● **SUPPLIED DATA**:
....

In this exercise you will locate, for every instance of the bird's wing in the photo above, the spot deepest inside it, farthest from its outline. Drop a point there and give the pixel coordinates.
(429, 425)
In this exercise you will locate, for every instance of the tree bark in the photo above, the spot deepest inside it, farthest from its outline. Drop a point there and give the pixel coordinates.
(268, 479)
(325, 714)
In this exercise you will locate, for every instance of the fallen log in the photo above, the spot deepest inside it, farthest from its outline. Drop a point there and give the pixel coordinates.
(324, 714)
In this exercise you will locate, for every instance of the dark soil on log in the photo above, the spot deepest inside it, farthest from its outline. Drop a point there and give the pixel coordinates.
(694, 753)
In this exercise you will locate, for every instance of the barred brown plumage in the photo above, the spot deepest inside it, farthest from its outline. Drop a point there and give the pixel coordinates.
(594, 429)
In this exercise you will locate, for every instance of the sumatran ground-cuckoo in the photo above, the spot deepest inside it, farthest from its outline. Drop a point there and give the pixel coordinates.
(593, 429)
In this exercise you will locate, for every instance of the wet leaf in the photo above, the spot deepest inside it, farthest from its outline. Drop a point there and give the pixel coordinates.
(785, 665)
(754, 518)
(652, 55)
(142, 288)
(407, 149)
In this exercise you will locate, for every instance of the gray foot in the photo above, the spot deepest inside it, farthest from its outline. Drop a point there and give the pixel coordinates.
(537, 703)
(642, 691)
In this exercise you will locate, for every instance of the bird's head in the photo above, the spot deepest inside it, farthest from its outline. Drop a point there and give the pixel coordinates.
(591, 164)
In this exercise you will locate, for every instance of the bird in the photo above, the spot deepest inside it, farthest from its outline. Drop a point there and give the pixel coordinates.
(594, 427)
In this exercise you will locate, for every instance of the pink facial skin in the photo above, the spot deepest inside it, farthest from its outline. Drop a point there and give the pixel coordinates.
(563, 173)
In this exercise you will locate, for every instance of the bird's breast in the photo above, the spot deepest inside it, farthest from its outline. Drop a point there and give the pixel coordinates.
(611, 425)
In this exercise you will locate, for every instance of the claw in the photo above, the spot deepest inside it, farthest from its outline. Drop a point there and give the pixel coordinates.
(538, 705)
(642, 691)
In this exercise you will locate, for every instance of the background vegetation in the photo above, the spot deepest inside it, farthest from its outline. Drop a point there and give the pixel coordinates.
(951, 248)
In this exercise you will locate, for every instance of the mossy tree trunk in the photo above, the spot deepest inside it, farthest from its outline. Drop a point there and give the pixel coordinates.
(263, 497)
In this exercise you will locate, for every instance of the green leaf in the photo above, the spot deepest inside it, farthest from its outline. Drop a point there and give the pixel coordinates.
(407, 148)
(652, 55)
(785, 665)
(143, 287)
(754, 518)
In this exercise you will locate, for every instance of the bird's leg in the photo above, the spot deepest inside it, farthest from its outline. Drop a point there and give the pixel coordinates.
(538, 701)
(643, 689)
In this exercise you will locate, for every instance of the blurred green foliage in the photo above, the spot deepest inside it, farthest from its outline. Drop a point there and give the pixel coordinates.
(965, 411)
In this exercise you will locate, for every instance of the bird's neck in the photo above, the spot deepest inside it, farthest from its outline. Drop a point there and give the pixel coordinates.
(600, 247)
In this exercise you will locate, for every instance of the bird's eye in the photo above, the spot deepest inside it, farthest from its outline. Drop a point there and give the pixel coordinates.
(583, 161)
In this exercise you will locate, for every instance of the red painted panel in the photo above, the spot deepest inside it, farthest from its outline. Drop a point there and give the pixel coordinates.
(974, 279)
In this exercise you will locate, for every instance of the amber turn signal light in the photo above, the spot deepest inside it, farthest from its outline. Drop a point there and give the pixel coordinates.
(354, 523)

....

● **TASK DETAILS**: Only the lines from the one containing "the bird's neck" through the end of the material should be reproduced, exactly, with both ends included.

● **RESULT OF THIS TASK**:
In this exercise you will locate, for every instance of the bird's neck in the photo above, the spot deepest inside it, farthest from its outline. Drop a point there and give the pixel coordinates.
(600, 247)
In this exercise you will locate, for every instance of the bird's eye in the photo above, the spot deepest inside it, farthest from its outline. Drop a point there and give the pixel coordinates.
(583, 161)
In this exercise you will locate, for every instance of the red painted panel in the photo above, the spot deepest inside it, farthest from its outline. Drop a point there and give the pixel coordinates.
(974, 279)
In this exercise you will locate, for every instance of the amber turn signal light in the photo above, the spot deepest inside it, farthest from its outline. Drop a point there and give the pixel coordinates.
(354, 523)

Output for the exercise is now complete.